[Stated problem] Arrange the items, from the line containing "Presence check: is any teamviewer" up to and including the line containing "xmin=97 ymin=252 xmax=107 ymax=265", as a Markdown table with the columns Row and Line, leaving out any blank lines.

** START OF Exercise materials **

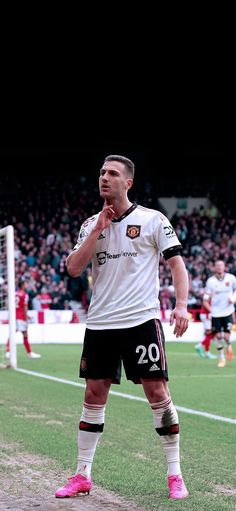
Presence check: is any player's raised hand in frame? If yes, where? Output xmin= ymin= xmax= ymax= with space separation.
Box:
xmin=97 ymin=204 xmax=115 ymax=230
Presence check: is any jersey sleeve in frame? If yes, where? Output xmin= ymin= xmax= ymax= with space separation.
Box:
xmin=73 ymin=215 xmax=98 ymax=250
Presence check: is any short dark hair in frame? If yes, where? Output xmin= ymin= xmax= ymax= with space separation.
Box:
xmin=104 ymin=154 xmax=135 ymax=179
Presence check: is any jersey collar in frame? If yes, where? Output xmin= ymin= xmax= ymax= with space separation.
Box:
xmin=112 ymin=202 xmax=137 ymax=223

** END OF Exercise materials **
** START OF Exercise materials **

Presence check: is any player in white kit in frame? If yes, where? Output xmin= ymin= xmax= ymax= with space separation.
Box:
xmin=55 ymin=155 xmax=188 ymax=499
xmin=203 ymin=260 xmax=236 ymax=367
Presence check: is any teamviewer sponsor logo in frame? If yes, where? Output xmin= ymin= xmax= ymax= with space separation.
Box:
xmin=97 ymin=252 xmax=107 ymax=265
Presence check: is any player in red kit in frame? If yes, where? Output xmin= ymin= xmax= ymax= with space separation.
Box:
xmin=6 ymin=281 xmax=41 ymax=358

** END OF Exercise materials **

[Solved problem]
| Row | Line |
|---|---|
| 1 | Presence check: is any teamviewer sponsor logo in frame? If yes, where? Output xmin= ymin= xmax= ymax= with space separation. |
| 2 | Box: |
| 3 | xmin=97 ymin=252 xmax=107 ymax=265 |